■ Your instructions:
Copy the items below again word for word, from the very first line through the line holding "column 216, row 182", including both ends. Leave the pictures out of your copy.

--- Start Information supplied ---

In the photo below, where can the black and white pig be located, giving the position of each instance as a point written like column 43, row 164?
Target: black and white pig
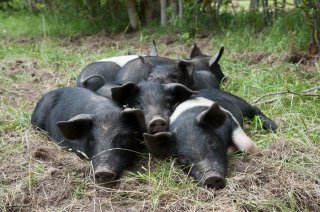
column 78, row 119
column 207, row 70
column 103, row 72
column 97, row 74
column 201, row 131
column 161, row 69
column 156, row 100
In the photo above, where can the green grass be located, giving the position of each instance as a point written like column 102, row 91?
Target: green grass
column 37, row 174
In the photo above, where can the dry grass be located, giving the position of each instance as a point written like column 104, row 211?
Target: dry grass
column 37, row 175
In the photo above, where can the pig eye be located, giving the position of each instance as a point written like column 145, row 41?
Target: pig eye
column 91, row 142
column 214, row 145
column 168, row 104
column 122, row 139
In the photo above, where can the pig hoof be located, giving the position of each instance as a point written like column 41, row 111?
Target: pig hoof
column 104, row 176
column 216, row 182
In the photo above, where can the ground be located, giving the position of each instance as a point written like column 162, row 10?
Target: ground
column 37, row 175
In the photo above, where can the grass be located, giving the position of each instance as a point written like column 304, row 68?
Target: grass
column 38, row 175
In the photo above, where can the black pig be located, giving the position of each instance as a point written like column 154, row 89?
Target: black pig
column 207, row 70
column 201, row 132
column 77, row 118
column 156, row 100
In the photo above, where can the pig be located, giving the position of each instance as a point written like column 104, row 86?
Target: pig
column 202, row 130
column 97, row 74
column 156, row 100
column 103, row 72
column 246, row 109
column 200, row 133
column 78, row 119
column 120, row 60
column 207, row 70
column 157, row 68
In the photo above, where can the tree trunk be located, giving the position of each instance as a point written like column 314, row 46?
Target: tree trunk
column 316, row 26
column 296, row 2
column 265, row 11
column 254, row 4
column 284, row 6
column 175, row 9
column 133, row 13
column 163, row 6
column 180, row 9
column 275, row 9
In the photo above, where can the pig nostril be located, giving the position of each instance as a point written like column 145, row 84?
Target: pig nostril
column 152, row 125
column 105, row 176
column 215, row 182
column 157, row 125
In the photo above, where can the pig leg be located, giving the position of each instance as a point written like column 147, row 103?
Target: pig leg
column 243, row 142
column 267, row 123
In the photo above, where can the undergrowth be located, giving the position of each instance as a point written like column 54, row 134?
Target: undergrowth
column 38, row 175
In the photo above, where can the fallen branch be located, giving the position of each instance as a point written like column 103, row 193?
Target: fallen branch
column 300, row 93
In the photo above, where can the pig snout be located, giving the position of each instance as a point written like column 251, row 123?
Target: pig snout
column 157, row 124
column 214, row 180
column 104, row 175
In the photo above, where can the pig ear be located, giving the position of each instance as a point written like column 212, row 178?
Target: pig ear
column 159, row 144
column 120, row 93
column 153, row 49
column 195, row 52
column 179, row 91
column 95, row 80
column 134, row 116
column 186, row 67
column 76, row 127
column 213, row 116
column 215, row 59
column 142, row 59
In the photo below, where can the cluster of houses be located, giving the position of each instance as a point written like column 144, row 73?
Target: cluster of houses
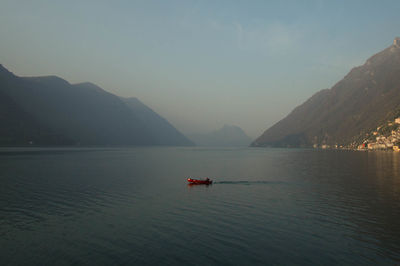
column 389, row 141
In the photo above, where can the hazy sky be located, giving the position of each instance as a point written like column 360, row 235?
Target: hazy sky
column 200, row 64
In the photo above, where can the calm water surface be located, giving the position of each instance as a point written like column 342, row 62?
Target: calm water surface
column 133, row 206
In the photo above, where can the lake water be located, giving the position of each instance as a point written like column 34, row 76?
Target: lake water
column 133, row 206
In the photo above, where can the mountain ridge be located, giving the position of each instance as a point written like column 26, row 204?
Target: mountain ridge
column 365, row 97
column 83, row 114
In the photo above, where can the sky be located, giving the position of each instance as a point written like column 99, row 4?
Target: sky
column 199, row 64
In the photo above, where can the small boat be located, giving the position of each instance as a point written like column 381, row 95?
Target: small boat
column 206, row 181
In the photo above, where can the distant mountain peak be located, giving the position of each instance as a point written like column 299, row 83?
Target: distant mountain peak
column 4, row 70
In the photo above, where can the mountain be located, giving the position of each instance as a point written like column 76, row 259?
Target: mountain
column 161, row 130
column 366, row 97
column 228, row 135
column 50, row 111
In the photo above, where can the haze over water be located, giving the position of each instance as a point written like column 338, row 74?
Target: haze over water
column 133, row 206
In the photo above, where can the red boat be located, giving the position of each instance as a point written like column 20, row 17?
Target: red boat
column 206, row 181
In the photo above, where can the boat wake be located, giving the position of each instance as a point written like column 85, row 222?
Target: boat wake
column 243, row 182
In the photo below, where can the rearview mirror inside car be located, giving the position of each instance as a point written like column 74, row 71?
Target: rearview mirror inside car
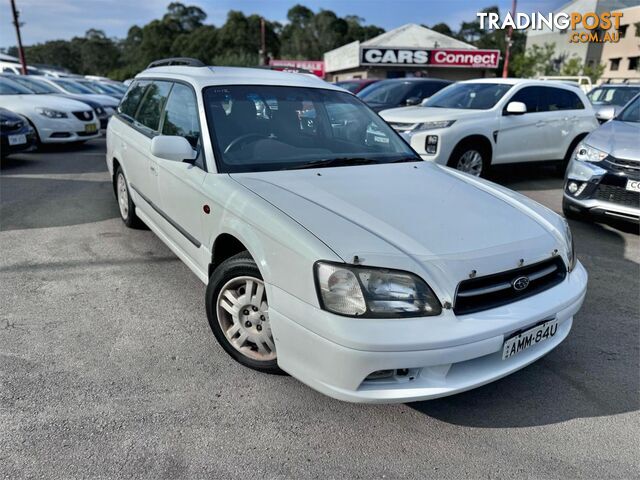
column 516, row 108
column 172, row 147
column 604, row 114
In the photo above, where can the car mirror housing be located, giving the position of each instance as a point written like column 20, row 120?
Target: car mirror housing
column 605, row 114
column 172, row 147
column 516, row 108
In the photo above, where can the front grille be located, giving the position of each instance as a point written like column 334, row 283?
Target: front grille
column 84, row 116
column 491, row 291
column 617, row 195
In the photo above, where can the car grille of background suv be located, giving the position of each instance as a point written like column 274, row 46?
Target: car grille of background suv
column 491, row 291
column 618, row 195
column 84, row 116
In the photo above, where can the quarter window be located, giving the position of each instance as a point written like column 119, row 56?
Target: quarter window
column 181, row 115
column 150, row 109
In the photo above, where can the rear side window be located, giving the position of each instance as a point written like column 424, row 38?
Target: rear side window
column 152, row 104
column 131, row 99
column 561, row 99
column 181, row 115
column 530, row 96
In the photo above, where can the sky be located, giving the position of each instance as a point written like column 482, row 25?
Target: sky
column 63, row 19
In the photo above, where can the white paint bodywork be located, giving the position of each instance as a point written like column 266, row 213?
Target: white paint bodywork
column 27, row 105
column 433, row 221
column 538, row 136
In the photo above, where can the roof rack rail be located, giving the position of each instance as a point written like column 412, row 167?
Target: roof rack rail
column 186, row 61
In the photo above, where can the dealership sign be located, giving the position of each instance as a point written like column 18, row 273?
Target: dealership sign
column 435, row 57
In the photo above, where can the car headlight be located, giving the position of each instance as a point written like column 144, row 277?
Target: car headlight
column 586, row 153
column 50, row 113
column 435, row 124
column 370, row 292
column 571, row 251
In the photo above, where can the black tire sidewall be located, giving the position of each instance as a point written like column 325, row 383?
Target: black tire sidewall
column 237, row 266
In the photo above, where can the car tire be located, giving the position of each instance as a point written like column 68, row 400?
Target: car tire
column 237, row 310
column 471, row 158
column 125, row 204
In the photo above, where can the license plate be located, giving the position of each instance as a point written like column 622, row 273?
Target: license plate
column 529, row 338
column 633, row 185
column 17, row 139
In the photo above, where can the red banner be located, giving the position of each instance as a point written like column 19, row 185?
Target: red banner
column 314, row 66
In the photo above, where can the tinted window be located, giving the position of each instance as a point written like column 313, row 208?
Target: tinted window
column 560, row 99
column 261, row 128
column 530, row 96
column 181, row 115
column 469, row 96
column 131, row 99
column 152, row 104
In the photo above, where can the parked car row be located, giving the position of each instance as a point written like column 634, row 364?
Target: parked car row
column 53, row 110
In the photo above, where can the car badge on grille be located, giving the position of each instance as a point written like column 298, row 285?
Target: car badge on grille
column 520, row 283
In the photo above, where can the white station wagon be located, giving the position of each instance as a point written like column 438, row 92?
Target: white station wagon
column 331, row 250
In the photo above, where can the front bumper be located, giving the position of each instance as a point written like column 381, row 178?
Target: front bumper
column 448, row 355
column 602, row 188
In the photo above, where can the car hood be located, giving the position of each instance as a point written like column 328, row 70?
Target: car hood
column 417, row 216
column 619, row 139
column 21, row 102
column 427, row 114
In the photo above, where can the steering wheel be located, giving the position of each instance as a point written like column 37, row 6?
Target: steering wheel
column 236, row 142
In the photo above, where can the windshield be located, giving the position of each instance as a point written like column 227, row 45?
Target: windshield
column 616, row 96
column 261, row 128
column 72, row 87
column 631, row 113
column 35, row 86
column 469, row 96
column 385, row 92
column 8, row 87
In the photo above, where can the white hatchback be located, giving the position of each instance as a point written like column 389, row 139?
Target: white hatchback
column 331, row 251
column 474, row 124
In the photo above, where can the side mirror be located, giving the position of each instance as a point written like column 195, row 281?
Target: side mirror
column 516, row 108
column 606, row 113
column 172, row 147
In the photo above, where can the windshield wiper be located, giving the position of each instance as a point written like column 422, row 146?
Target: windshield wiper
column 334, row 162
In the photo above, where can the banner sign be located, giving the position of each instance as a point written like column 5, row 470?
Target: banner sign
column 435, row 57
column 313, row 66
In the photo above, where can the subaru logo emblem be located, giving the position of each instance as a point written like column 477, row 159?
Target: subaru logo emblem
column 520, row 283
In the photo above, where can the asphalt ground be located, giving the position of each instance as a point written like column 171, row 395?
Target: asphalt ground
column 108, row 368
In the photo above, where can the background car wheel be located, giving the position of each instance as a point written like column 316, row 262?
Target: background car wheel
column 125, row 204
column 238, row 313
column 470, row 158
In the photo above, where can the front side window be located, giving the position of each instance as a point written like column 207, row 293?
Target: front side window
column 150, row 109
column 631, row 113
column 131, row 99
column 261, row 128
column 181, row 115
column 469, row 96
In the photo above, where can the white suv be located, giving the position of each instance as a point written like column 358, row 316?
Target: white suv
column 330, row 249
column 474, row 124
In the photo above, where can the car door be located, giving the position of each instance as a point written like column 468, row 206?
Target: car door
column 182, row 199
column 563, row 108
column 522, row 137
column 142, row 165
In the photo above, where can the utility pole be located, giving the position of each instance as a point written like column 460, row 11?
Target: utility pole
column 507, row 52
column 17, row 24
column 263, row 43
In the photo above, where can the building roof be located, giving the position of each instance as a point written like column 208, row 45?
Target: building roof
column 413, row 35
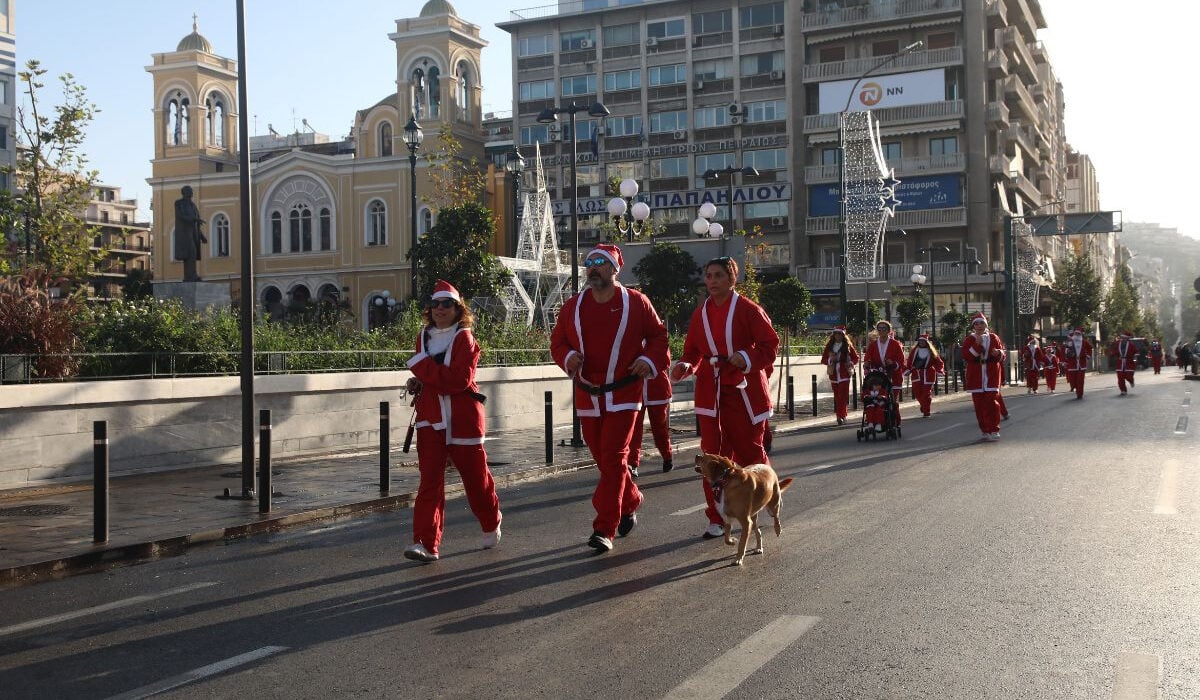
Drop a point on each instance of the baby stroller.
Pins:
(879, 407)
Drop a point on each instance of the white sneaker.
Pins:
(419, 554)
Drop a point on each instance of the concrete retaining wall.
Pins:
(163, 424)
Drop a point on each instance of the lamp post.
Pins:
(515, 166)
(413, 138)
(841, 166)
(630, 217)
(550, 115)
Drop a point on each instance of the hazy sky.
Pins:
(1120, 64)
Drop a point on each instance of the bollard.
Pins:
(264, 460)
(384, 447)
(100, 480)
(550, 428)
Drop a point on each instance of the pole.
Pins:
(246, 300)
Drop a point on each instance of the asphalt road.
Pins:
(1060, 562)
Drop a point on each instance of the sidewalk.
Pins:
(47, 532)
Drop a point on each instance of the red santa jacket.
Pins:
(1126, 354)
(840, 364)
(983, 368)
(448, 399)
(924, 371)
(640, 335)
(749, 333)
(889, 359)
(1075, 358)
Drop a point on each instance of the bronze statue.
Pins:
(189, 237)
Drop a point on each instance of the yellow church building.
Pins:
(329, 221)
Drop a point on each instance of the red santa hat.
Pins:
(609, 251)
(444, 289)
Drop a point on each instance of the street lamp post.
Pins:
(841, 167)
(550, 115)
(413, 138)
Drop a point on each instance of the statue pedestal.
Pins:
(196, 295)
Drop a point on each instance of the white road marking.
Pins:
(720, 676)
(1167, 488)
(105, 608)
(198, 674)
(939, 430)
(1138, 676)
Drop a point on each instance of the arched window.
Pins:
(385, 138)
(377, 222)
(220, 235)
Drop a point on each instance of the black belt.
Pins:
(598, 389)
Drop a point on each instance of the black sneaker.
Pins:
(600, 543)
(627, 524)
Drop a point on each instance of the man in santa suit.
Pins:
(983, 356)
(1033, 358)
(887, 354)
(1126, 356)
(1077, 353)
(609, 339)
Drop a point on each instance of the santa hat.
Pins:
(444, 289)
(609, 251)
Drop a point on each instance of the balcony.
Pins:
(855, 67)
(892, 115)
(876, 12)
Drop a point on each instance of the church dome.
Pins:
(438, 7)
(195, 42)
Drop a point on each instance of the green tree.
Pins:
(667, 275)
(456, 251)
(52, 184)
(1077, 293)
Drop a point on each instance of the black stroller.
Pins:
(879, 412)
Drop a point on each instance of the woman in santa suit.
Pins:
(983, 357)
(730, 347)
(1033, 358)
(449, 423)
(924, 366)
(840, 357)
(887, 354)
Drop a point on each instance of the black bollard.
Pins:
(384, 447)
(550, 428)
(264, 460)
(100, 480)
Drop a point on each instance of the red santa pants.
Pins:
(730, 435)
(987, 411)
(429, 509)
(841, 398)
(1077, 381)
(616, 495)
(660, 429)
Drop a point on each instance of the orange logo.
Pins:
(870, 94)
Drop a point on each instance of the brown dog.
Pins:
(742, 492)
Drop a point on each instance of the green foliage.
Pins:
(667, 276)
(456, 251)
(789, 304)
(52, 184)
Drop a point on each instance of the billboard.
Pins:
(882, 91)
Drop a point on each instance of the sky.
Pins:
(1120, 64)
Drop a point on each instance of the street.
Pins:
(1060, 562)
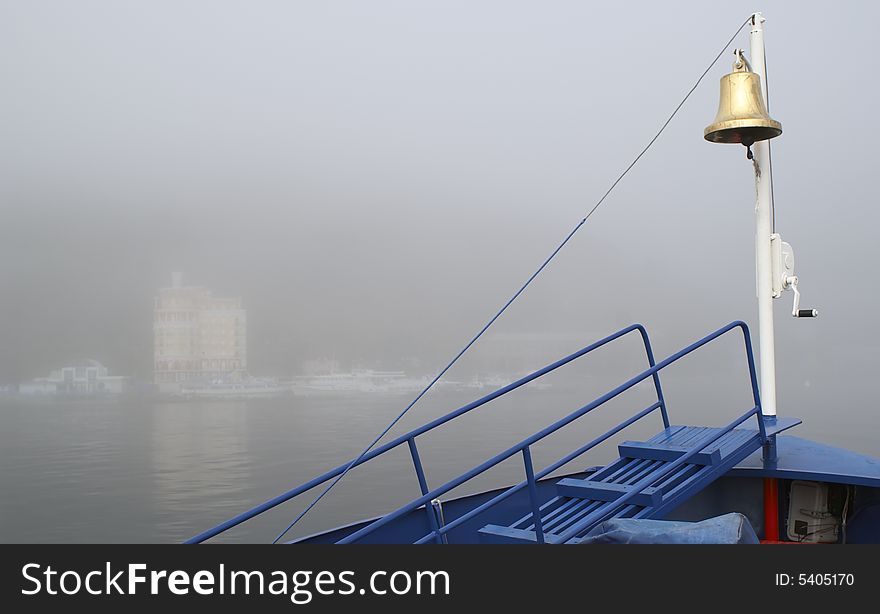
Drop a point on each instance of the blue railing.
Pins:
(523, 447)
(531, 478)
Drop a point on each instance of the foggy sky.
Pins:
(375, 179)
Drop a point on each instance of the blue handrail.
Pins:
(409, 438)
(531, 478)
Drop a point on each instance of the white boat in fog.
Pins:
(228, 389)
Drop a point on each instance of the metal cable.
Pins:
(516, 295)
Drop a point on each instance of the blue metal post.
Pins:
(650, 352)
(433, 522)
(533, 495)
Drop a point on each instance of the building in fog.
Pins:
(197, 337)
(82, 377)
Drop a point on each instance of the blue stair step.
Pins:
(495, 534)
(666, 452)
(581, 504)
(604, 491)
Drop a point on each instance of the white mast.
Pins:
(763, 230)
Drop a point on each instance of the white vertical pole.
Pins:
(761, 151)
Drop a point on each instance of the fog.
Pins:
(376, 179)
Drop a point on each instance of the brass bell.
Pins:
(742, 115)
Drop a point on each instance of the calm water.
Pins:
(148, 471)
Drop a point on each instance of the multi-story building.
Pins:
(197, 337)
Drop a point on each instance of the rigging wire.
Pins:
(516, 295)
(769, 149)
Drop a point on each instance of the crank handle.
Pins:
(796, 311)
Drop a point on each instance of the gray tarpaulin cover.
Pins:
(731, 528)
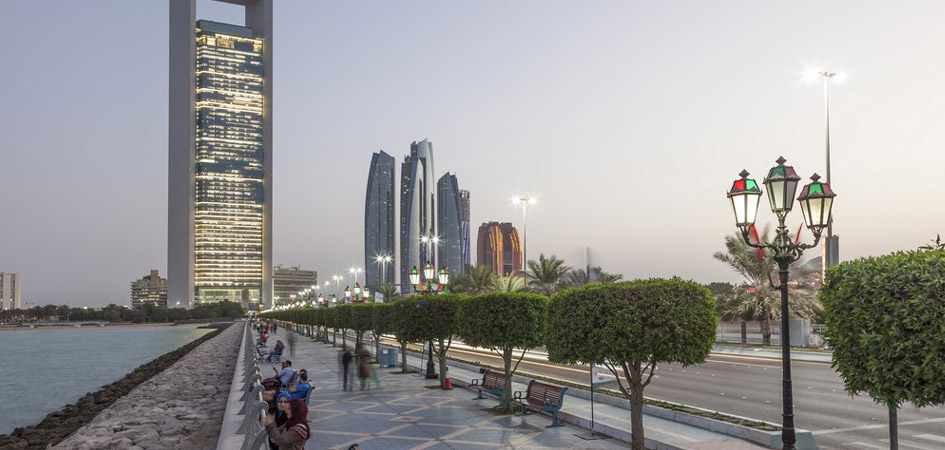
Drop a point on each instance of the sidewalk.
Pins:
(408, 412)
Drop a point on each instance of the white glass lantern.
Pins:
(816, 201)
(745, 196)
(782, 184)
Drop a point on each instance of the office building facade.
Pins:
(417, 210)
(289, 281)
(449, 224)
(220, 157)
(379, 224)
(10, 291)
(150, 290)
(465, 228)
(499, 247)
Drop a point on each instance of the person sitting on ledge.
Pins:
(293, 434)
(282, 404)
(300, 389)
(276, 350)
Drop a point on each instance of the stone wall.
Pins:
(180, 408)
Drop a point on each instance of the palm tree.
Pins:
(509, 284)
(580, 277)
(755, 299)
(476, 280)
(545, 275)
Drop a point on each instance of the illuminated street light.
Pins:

--- End Information supplied ---

■ Exercise response:
In the photo below, where can the black and white pig be located, giving the position of each instance as a point written like column 43, row 164?
Target: black and white pig
column 78, row 119
column 207, row 70
column 103, row 72
column 97, row 74
column 201, row 131
column 161, row 69
column 156, row 100
In the photo above, where can the green grass be located, giving the position of each instance as a point written like column 102, row 91?
Target: green grass
column 37, row 174
In the photo above, where can the dry grass be located, giving the position of each instance as a point written like column 104, row 211?
Target: dry grass
column 37, row 175
In the photo above, where can the pig eye be located, giving the position of each instance as a point written like column 145, row 41?
Target: pig eye
column 91, row 142
column 214, row 145
column 168, row 104
column 122, row 139
In the photo above, where can the pig hoof be located, giving the position of each instance as a point written like column 41, row 111?
Target: pig hoof
column 104, row 176
column 216, row 182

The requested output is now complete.